**GIVEN INSTRUCTION A**
Please copy the listing from the line containing "For the mapping pass, tag each instance of the steel" through the end of the listing, swapping "mapping pass" for "survey pass" and leaving everything else unchanged.

**SELECTED TEXT**
"""

# Corks



## Bineandvine (May 23, 2016)

Hey guys, 
Is it possible to cork with used corks if they are sanitized?


----------



## bkisel (May 23, 2016)

Yes, but for sure not a good idea.


----------



## dcbrown73 (May 23, 2016)

I wouldn't recommend that. A corkscrew would damage the cork not to mention I'm sure there are other reasons not to.


----------



## Julie (May 23, 2016)

No, you punched a whole into that cork to take it out of the bottle that it came from. So there would be a hole in the cork plus the wine from the previous wine would have soaked into that cork.


----------



## bkisel (May 23, 2016)

Old cork has been compressed and has taken a set might be another reason not to reuse.


----------



## Julie (May 23, 2016)

roflmao, three answers all at the same time!


----------



## bkisel (May 23, 2016)

Oops! Oops!


----------



## jgmann67 (May 23, 2016)

Guess there are some strong feelings on the subject. 

Think of it in these terms: A brand new, perfectly clean cork (first quality #9/1.75") costs you less than $0.20. Is there anything you could possibly do to a used cork to make that wee-small voice in the back of your head stop screaming, "For the love of GAWD, man. Spend the twenty cents!!"


----------



## bkisel (May 23, 2016)

jgmann67 said:


> Guess there are some strong feelings on the subject.
> 
> Think of it in these terms: A brand new, perfectly clean cork (first quality #9/1.75") costs you less than $0.20. Is there anything you could possibly do to a used cork to make that wee-small voice in the back of your head stop screaming, "For the love of GAWD, man. Spend the twenty cents!!"



When I was living back in CT Varis (AKA Geek) found a deal on Amazon for corks. We split a 1,000 count and if I'm not mistaken it came out to only 5-6 cents a cork.


----------



## Johny99 (May 24, 2016)

The short answer is yes if it is a good cork and the screw didn't go all the way through. BUT, jgmann says it all. Why would you?


----------



## Runningwolf (May 24, 2016)

Johny99 said:


> The short answer is yes if it is a good cork and the screw didn't go all the way through. BUT, jgmann says it all. Why would you?



The short and long answer is NO! Whether the screw went all the way through or not the cork has already been compromised when it was compressed to go into the bottle, and again as it was pulled out. Additionally the cork has been contaminated in so many ways. Absolutely do not reuse a cork on a new bottle of wine.


----------



## ibglowin (May 24, 2016)

"""

**GIVEN INSTRUCTION B**
Write the next part of the forum thread on reusing wine corks, picking up where it stops.

**STORED ROWS**

"""

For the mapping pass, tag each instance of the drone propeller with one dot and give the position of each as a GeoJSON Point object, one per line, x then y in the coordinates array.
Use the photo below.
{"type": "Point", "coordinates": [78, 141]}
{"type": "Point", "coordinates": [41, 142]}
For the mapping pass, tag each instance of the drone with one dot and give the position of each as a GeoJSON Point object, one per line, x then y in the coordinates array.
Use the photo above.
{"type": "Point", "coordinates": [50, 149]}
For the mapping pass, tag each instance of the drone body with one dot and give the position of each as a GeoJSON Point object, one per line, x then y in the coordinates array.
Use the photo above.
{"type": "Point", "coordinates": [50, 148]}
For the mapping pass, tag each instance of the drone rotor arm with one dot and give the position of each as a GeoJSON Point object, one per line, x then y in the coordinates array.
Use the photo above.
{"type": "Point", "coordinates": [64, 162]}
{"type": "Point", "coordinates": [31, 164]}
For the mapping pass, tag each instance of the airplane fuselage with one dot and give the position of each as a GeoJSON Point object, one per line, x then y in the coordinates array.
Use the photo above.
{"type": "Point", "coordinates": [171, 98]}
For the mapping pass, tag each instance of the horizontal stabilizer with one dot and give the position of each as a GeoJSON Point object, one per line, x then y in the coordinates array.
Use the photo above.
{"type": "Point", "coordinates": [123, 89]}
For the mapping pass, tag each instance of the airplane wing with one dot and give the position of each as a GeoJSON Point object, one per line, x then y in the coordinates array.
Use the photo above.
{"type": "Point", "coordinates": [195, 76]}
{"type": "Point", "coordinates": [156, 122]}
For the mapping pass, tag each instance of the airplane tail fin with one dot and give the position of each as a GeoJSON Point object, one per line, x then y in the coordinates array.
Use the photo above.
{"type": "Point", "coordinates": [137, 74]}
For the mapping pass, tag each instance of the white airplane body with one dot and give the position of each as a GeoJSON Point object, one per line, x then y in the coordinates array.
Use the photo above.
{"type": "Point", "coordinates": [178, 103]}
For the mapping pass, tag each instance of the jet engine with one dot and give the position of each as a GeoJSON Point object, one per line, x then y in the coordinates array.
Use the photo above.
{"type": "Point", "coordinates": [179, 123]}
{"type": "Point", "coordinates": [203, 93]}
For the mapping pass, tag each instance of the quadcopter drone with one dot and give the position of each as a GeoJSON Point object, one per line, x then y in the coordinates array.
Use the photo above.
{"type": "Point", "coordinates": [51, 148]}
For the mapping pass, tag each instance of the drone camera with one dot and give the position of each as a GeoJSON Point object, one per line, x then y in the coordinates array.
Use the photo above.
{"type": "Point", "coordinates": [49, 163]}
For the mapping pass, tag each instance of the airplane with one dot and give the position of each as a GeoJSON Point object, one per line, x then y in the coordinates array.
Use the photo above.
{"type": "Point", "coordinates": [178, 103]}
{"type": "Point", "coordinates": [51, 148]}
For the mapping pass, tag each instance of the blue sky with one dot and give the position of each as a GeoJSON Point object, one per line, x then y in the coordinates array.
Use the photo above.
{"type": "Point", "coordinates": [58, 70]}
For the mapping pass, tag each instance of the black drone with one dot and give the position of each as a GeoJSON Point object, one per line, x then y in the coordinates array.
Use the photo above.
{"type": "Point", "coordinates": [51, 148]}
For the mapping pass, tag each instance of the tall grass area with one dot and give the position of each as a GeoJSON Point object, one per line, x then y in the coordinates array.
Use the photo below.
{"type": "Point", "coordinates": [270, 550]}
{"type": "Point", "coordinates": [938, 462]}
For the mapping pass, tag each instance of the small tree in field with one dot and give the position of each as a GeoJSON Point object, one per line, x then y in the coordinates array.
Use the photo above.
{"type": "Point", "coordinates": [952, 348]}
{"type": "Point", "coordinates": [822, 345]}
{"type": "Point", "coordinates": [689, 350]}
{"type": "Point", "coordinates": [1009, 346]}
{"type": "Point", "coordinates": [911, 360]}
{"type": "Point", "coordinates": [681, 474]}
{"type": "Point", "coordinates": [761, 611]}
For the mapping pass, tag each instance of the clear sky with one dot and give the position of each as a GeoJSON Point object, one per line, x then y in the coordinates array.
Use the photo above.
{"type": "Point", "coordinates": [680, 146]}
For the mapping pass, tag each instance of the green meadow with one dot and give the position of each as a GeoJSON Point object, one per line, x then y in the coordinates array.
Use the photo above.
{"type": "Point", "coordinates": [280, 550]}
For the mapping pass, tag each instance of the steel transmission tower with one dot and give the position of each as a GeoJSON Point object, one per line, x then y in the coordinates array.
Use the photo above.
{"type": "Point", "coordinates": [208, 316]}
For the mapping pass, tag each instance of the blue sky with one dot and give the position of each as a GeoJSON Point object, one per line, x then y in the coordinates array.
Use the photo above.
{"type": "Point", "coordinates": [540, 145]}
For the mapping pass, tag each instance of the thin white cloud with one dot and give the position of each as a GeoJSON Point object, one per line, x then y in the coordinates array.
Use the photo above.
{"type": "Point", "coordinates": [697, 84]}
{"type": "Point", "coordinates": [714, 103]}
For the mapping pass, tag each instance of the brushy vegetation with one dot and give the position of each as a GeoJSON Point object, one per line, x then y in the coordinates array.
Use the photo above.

"""

**EXERCISE ANSWER A**
For the survey pass, tag each instance of the steel transmission tower with one dot and give the position of each as a GeoJSON Point object, one per line, x then y in the coordinates array.
Use the photo above.
{"type": "Point", "coordinates": [208, 316]}
For the survey pass, tag each instance of the blue sky with one dot and give the position of each as a GeoJSON Point object, one per line, x then y in the coordinates array.
Use the photo above.
{"type": "Point", "coordinates": [540, 145]}
For the survey pass, tag each instance of the thin white cloud with one dot and give the position of each as a GeoJSON Point object, one per line, x then y in the coordinates array.
Use the photo above.
{"type": "Point", "coordinates": [697, 84]}
{"type": "Point", "coordinates": [714, 103]}
For the survey pass, tag each instance of the brushy vegetation with one dot and give the position of each as a GeoJSON Point object, one per line, x then y in the coordinates array.
Use the photo above.

**EXERCISE ANSWER B**
+1

When inserted the cork gets compressed in the shape of the neck and it DOES NOT return to its original uncompressed state when removed. You will have an oxidized wine in NO time flat if you try and reuse a cork that has been inserted (used) before.


----------



## richmke (May 25, 2016)

If you use a high quality synthetic cork, and a blade cork remover like this:
http://www.amazon.com/dp/B0030DH0ZM/?tag=skimlinks_replacement-20

You might be able to reuse the cork.

If you are going to reuse the cork, it is probably better to buy a cheaper cork that you do not reuse than an expensive synthetic cork you try to reuse.


----------



## JohnT (May 25, 2016)

SO, you put in all of that work, time, energy, and expense to make your own wine. Why on God's green earth would you want to cut such a dangerous corner at this stage of the game?? 

Spend the money!


----------



## jgmann67 (May 25, 2016)

JohnT said:


> SO, you put in all of that work, time, energy, and expense to make your own wine. Why on God's green earth would you want to cut such a dangerous corner at this stage of the game??
> 
> Spend the money!




You've got one of those voices, too... =)


----------



## Double Daylo (May 25, 2016)

I was buying the cheap corks from Amazon. For an extra 3 cents a cork(if you buy in the 1k quantity) you can get great 1+1 corks.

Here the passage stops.